**** Supplied entries ****

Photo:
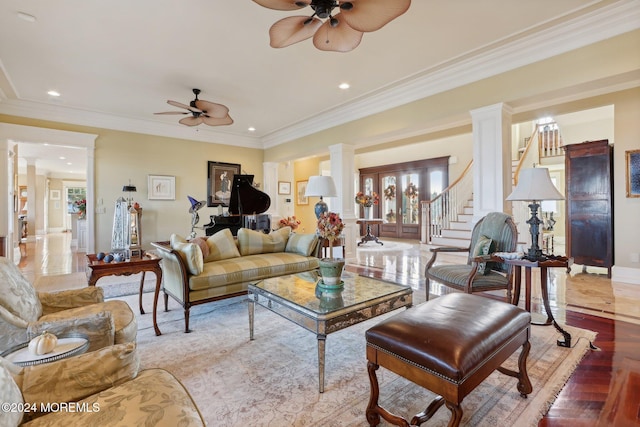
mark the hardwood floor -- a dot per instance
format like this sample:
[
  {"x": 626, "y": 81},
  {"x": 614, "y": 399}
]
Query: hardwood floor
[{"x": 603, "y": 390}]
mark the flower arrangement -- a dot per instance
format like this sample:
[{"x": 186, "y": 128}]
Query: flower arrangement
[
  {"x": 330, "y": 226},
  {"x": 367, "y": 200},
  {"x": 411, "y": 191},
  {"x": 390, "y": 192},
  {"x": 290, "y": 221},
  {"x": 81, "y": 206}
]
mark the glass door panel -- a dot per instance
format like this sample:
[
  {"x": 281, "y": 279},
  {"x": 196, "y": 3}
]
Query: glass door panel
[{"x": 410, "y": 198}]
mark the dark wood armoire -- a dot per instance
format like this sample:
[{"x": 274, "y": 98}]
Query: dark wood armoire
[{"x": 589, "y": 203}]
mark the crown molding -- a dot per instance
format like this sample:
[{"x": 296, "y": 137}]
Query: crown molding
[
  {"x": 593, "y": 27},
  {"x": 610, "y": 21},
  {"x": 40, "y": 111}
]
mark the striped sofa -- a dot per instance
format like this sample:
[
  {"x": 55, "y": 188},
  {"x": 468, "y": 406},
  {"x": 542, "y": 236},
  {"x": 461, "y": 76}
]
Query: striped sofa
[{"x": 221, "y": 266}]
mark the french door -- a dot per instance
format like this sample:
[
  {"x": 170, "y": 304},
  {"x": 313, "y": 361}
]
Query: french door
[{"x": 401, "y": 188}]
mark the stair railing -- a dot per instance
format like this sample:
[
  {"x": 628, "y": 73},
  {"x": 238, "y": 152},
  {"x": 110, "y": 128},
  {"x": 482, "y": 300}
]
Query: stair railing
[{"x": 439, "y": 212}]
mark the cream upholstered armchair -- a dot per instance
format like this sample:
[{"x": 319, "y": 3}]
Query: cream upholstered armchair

****
**** Supplied entries ****

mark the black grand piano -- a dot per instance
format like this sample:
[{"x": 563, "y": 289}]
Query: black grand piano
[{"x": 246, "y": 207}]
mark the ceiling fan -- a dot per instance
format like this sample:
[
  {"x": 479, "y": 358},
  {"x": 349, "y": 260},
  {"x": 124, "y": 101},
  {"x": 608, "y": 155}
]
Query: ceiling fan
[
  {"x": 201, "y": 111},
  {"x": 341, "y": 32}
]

****

__What is required__:
Copy the lines above verbatim, starting at the line that contains "mark the dark" and ending at the line that contains "Query: cream upholstered armchair", with both of those lines included.

__Answer for this exercise__:
mark the dark wood armoire -- a dot per instance
format like this sample:
[{"x": 274, "y": 98}]
Query: dark wood armoire
[{"x": 589, "y": 203}]
mark the crown molding -- a dot per instance
format like this sample:
[{"x": 296, "y": 137}]
Query: crown molding
[
  {"x": 593, "y": 27},
  {"x": 610, "y": 21},
  {"x": 40, "y": 111}
]
mark the striped sofa -- a dot per instance
format like this sample:
[
  {"x": 55, "y": 188},
  {"x": 468, "y": 406},
  {"x": 542, "y": 236},
  {"x": 461, "y": 76}
]
Query: striped sofa
[{"x": 221, "y": 266}]
mark the french door -- a dot per instance
format like this sample:
[
  {"x": 170, "y": 304},
  {"x": 313, "y": 361}
]
Query: french door
[{"x": 401, "y": 188}]
mark the stair railing -- a dot per instance
format like this sample:
[
  {"x": 628, "y": 73},
  {"x": 238, "y": 152},
  {"x": 110, "y": 128},
  {"x": 482, "y": 300}
]
Query: stair railing
[{"x": 439, "y": 212}]
mark the cream upholstered armchair -- a dot per instance
format like this sample:
[{"x": 319, "y": 3}]
Query: cream upholstered armchair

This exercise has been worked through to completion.